• Problem to work on: Copy each line below in which the word "sample" occurs.

───── Recorded information

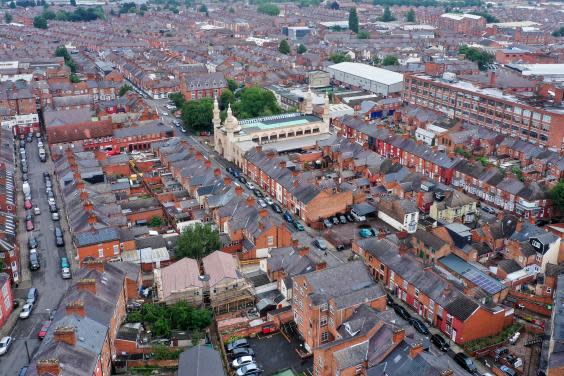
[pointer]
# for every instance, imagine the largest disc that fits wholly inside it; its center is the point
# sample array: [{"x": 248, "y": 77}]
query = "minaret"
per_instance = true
[
  {"x": 308, "y": 106},
  {"x": 216, "y": 125},
  {"x": 326, "y": 109}
]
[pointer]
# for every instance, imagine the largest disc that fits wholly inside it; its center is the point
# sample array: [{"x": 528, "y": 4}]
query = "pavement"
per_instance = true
[{"x": 48, "y": 279}]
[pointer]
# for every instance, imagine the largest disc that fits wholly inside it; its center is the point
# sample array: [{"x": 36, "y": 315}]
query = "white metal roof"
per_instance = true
[{"x": 369, "y": 72}]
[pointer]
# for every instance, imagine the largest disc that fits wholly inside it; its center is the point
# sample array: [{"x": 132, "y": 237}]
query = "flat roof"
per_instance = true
[{"x": 369, "y": 72}]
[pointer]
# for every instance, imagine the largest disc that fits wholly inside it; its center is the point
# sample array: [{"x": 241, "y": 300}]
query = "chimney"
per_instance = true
[
  {"x": 398, "y": 336},
  {"x": 250, "y": 201},
  {"x": 87, "y": 284},
  {"x": 65, "y": 334},
  {"x": 48, "y": 367},
  {"x": 94, "y": 265},
  {"x": 415, "y": 349},
  {"x": 76, "y": 308},
  {"x": 492, "y": 78}
]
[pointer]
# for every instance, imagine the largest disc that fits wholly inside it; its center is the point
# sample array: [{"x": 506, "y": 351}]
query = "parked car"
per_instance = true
[
  {"x": 419, "y": 326},
  {"x": 5, "y": 344},
  {"x": 261, "y": 203},
  {"x": 440, "y": 342},
  {"x": 402, "y": 312},
  {"x": 465, "y": 362},
  {"x": 241, "y": 351},
  {"x": 43, "y": 331},
  {"x": 298, "y": 225},
  {"x": 276, "y": 208},
  {"x": 320, "y": 243},
  {"x": 249, "y": 369},
  {"x": 242, "y": 361},
  {"x": 238, "y": 343},
  {"x": 26, "y": 311}
]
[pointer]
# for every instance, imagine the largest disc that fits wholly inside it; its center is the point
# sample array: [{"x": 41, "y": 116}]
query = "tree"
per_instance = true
[
  {"x": 353, "y": 20},
  {"x": 284, "y": 47},
  {"x": 269, "y": 9},
  {"x": 124, "y": 89},
  {"x": 363, "y": 34},
  {"x": 339, "y": 57},
  {"x": 40, "y": 22},
  {"x": 197, "y": 241},
  {"x": 390, "y": 60},
  {"x": 387, "y": 16},
  {"x": 557, "y": 196},
  {"x": 410, "y": 16}
]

──────────

• Output for this exercise:
# sample array: [{"x": 248, "y": 77}]
# sample array: [{"x": 528, "y": 4}]
# sample array: [{"x": 36, "y": 315}]
# sample array: [{"x": 132, "y": 237}]
# sample array: [{"x": 241, "y": 300}]
# sample array: [{"x": 506, "y": 351}]
# sample array: [{"x": 41, "y": 116}]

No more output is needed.